_EXERCISE DETAILS_
Put the data below into a numbered list, one item per line, and leave out any blank lines.

_INPUT_
===
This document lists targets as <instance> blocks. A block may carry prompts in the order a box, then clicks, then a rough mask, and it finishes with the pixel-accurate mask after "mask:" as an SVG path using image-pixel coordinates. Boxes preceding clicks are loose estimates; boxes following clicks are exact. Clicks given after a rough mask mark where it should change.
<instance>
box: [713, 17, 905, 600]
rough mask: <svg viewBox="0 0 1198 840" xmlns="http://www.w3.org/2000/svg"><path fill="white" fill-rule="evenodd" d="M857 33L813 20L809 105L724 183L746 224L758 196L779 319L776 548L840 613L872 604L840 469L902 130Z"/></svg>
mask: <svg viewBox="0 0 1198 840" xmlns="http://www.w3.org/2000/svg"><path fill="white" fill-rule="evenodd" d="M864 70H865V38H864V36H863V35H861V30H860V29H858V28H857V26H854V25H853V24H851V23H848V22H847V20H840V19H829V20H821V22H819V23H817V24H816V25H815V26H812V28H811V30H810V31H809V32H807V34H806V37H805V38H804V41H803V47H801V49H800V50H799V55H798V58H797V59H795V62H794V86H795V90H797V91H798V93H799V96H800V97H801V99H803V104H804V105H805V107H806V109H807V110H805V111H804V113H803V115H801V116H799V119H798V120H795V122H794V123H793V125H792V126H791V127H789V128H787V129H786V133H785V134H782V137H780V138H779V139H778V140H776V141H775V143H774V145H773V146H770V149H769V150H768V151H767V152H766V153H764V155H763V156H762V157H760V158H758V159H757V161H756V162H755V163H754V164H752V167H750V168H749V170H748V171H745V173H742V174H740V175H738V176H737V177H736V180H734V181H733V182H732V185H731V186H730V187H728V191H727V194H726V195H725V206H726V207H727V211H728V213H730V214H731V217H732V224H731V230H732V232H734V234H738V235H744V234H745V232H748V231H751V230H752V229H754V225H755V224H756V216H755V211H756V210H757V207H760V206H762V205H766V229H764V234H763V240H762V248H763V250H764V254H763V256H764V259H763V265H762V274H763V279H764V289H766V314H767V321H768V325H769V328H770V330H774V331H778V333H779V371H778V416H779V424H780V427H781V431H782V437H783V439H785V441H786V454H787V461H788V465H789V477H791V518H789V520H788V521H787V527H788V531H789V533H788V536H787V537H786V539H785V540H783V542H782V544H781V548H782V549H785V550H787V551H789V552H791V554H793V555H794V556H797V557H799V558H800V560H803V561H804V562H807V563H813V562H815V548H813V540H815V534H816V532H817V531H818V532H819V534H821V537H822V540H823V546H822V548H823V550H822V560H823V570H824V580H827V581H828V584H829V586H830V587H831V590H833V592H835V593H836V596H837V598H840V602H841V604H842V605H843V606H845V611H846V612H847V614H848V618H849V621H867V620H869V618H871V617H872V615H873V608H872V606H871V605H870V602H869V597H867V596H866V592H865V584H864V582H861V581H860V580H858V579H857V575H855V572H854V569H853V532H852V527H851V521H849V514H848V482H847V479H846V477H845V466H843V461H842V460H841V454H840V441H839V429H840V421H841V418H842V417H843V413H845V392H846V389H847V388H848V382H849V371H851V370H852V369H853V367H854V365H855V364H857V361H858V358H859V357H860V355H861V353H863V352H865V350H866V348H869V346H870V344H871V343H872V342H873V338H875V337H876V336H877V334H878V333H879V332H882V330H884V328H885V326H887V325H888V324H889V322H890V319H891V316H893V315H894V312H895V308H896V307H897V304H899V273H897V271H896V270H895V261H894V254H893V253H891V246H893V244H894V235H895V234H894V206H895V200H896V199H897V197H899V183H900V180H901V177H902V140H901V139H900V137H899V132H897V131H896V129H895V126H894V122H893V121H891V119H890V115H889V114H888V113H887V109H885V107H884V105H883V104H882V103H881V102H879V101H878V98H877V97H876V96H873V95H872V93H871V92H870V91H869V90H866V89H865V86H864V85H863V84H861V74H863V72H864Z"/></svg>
===
_SOLUTION TO THIS TASK_
1. This document lists targets as <instance> blocks. A block may carry prompts in the order a box, then clicks, then a rough mask, and it finishes with the pixel-accurate mask after "mask:" as an SVG path using image-pixel coordinates. Boxes preceding clicks are loose estimates; boxes following clicks are exact. Clicks given after a rough mask mark where it should change.
2. <instance>
3. box: [713, 17, 905, 600]
4. rough mask: <svg viewBox="0 0 1198 840" xmlns="http://www.w3.org/2000/svg"><path fill="white" fill-rule="evenodd" d="M857 33L813 20L809 105L724 183L746 224L758 196L779 319L776 548L840 613L872 604L840 469L902 130Z"/></svg>
5. mask: <svg viewBox="0 0 1198 840" xmlns="http://www.w3.org/2000/svg"><path fill="white" fill-rule="evenodd" d="M864 70H865V38H864V36H863V35H861V30H860V29H858V28H857V26H854V25H853V24H851V23H848V22H847V20H840V19H829V20H821V22H819V23H817V24H816V25H815V26H812V28H811V30H810V31H809V32H807V34H806V37H805V38H804V41H803V47H801V49H800V50H799V55H798V58H797V59H795V62H794V86H795V90H797V91H798V93H799V96H800V97H801V99H803V104H804V105H805V107H806V109H807V110H805V111H804V113H803V115H801V116H799V119H798V120H795V122H794V123H793V125H792V126H791V127H789V128H787V129H786V133H785V134H782V137H780V138H779V139H778V140H776V141H775V143H774V145H773V146H770V149H769V150H768V151H767V152H766V153H764V155H763V156H762V157H760V158H758V159H757V161H756V162H755V163H754V164H752V167H750V168H749V170H748V171H745V173H742V174H740V175H738V176H737V177H736V180H734V181H733V182H732V185H731V186H730V187H728V191H727V194H726V195H725V206H726V207H727V211H728V213H730V214H731V217H732V224H731V230H732V232H734V234H738V235H744V234H745V232H748V231H751V230H752V229H754V225H755V224H756V216H755V211H756V210H757V207H760V206H762V205H766V229H764V234H763V240H762V248H763V250H764V254H763V256H764V259H763V265H762V274H763V279H764V289H766V314H767V321H768V325H769V328H770V330H774V331H778V333H779V371H778V416H779V424H780V427H781V431H782V437H783V439H785V441H786V454H787V461H788V465H789V477H791V518H789V520H788V521H787V527H788V531H789V533H788V536H787V537H786V539H785V540H783V542H782V544H781V548H782V549H785V550H787V551H789V552H791V554H793V555H794V556H797V557H799V558H800V560H803V561H804V562H807V563H813V562H815V548H813V540H815V534H816V532H817V531H818V532H819V534H821V537H822V540H823V546H822V548H823V550H822V560H823V570H824V580H827V581H828V584H829V586H830V587H831V590H833V592H835V593H836V596H837V598H840V602H841V604H842V605H843V606H845V611H846V612H847V614H848V618H849V621H867V620H869V618H871V617H872V615H873V608H872V606H871V605H870V602H869V597H867V596H866V592H865V584H864V582H861V581H860V580H858V579H857V575H855V572H854V569H853V532H852V527H851V521H849V514H848V482H847V479H846V477H845V466H843V461H842V460H841V454H840V441H839V429H840V421H841V418H842V417H843V413H845V392H846V389H847V388H848V382H849V371H851V370H852V369H853V367H854V365H855V364H857V361H858V358H859V357H860V355H861V353H863V352H865V350H866V348H869V346H870V344H871V343H872V342H873V338H875V337H876V336H877V334H878V333H879V332H882V330H884V328H885V326H887V325H888V324H889V322H890V319H891V316H893V315H894V312H895V308H896V307H897V304H899V273H897V271H896V270H895V261H894V254H893V253H891V246H893V244H894V235H895V234H894V206H895V200H896V199H897V197H899V183H900V180H901V177H902V140H901V139H900V137H899V132H897V131H896V129H895V126H894V122H893V121H891V119H890V115H889V114H888V113H887V109H885V107H884V105H883V104H882V103H881V102H879V101H878V98H877V97H876V96H873V95H872V93H871V92H870V91H869V90H866V89H865V86H864V85H863V84H861V74H863V72H864Z"/></svg>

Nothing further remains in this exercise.